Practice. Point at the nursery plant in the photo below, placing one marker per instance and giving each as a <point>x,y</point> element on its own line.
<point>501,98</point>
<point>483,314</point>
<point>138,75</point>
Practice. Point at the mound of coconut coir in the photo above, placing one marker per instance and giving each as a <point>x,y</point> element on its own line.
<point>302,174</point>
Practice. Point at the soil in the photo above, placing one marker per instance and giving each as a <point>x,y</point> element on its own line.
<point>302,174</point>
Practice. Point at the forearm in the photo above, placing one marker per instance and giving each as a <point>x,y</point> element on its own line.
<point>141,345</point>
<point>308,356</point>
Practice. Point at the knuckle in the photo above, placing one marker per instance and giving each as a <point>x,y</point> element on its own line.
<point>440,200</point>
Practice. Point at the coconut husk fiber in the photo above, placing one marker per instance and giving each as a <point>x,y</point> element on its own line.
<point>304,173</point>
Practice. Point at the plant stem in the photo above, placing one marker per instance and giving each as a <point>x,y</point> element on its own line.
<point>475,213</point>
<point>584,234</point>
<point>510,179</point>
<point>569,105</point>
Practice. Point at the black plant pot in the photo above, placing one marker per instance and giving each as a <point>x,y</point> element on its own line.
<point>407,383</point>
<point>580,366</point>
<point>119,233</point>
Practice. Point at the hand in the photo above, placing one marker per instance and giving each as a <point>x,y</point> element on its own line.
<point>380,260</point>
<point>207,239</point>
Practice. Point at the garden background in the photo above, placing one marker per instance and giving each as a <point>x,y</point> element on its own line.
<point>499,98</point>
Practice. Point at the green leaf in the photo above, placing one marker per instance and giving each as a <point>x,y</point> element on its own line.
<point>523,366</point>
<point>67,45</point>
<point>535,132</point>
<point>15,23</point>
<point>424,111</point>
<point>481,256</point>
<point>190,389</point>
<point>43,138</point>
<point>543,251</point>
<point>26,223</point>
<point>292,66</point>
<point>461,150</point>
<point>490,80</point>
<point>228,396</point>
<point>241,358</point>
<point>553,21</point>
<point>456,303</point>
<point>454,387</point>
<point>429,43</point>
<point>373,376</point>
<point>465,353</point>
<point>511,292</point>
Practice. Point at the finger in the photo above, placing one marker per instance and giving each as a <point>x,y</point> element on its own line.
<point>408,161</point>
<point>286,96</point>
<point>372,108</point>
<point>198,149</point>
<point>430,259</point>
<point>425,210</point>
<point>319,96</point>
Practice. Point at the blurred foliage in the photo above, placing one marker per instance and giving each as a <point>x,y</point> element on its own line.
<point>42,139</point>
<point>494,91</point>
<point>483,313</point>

******************************

Your instructions:
Output an exact copy of the lines beginning at the one that holds "Practice. Point at the blurred" and running through the final line of the records.

Response:
Practice. Point at the blurred foliage in the photo above, placing one marker per instance and giving each as a <point>x,y</point> element on its own line.
<point>42,139</point>
<point>494,91</point>
<point>483,313</point>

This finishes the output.